== 原文 ==

東京都が独自に行う「協力の要請」は「要請」と何が違う?

東京都が独自に行う「協力の要請」は「要請」と何が違う?
今回、東京都が独自に行う「協力の要請」は、新型コロナウイルス対策の特別措置法の24条に基づいた措置です。「緊急事態宣言」に伴う「要請」とは異なります。

知事の権限で行う「協力の要請」

特別措置法の24条では、都道府県知事の権限として「団体や個人に対し、対策の実施に必要な協力の要請をすることができる」と定められていて、今回の東京都の措置はこれにあたります。緊急事態宣言が出されていなくても、知事の権限で行うことができる「協力の要請」です。

緊急事態宣言に伴う「要請」

一方、特別措置法の45条では緊急事態宣言に伴う「要請」について定められています。

外出の自粛のほか、施設の使用制限やイベントの開催の停止などを「要請」することができるとしていて、対象は多くの人が集まる施設となっています。さらに実際に「要請」を行う際には、個別の施設の管理者を特定して行うとされています。

この「要請」も協力を求めるという点では同じですが、施設の管理者などが応じない場合には、より強い措置である「指示」ができるとしています。「指示」には罰則はありませんが、事業者名などが公表されるので、事実上の強制力があると考えられています。

===
== データ抜粋 ==

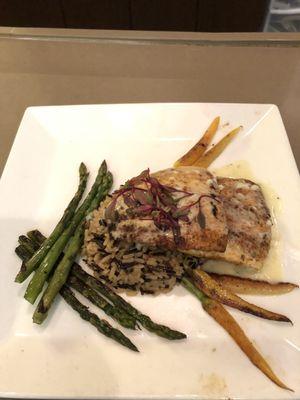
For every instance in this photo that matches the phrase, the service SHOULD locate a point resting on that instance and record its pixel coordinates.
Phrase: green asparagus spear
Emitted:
(102, 325)
(37, 258)
(74, 245)
(23, 252)
(36, 237)
(118, 301)
(117, 314)
(27, 243)
(38, 280)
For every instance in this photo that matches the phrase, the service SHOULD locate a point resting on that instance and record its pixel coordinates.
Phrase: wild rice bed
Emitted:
(130, 268)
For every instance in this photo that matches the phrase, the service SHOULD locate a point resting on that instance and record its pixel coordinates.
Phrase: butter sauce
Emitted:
(273, 267)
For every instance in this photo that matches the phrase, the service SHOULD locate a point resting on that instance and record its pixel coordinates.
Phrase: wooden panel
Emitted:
(231, 15)
(164, 15)
(97, 14)
(35, 13)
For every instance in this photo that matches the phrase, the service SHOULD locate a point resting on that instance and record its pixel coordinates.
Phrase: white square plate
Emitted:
(67, 357)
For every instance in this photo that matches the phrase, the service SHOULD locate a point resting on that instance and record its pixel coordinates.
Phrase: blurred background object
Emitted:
(283, 16)
(158, 15)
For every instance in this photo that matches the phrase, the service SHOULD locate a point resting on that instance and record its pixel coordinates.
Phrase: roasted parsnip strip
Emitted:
(215, 290)
(210, 156)
(223, 318)
(250, 286)
(200, 147)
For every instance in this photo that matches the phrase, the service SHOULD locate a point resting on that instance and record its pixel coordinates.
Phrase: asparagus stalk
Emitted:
(102, 326)
(38, 280)
(40, 254)
(123, 305)
(118, 301)
(74, 245)
(23, 252)
(36, 237)
(117, 314)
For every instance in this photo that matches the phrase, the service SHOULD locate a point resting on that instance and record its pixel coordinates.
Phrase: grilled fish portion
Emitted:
(249, 224)
(197, 213)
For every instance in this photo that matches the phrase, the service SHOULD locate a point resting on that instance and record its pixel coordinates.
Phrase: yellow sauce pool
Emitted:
(273, 267)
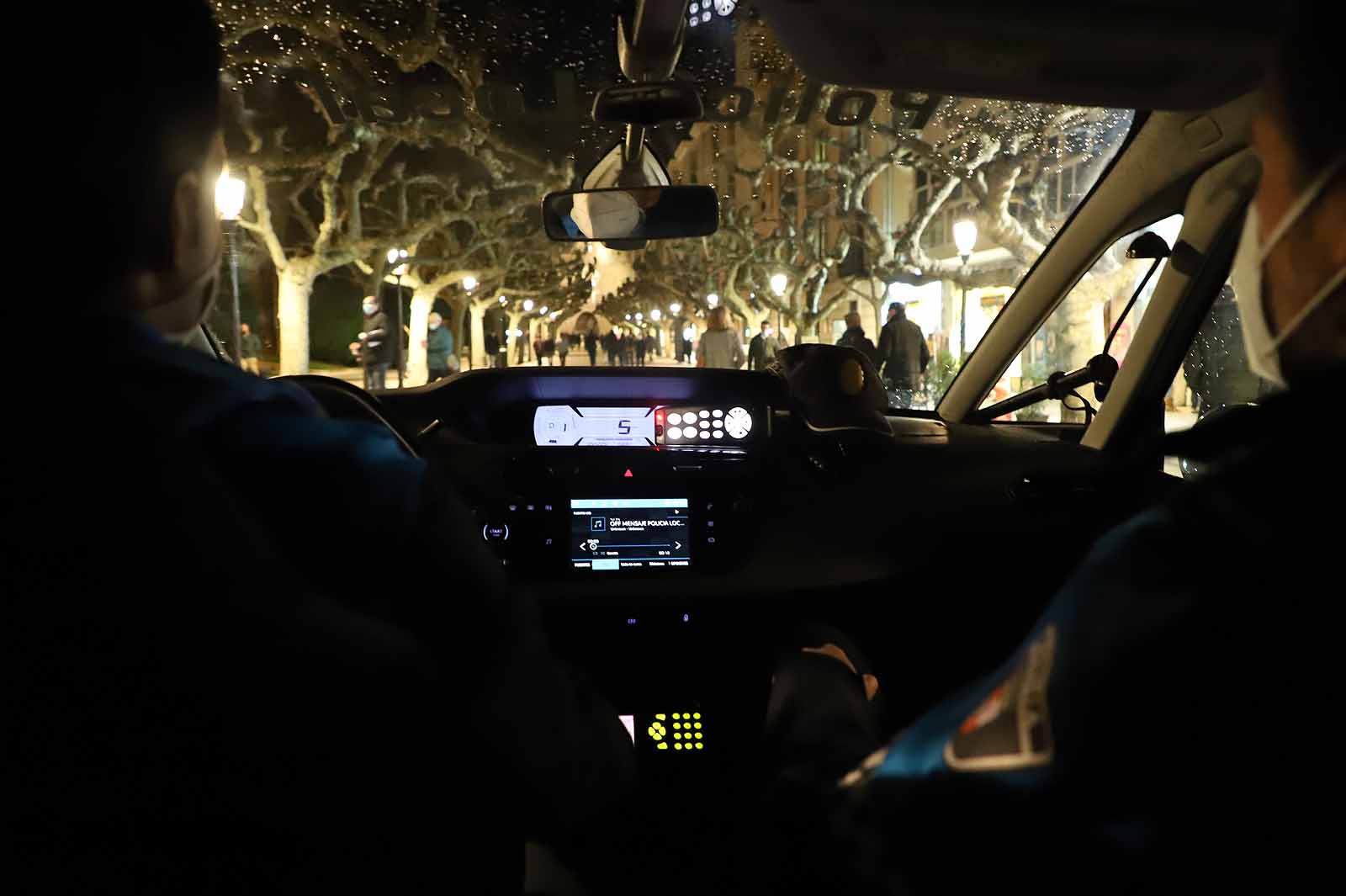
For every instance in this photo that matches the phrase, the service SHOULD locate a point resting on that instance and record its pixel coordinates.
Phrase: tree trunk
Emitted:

===

取り組み方: 東京都の協力の要請と緊急事態宣言に伴う要請の違いを説明した原文を、最後の文の後から書き継いでください。

解答欄:
今月7日の緊急事態宣言に伴って、政府が策定した「基本的対処方針」では、施設の使用制限について「国民の権利の制限は必要最低限にしなければならない」として、まずは外出の自粛を要請し、専門家の意見を聴きながら、その効果を見極めたうえで行うとしています。

政府は人と人との接触機会を7割から8割削減できれば、宣言から2週間後には感染者の増加を減少に転じることができるとしているため、まずは接触機会の削減状況を見極めたいとして慎重な対応を求めていました。

「協力金」は?

また東京都は、休業の協力要請に応じた事業者に対し「協力金」の支出を検討していますが、政府としてはこうした制度を設けないことにしています。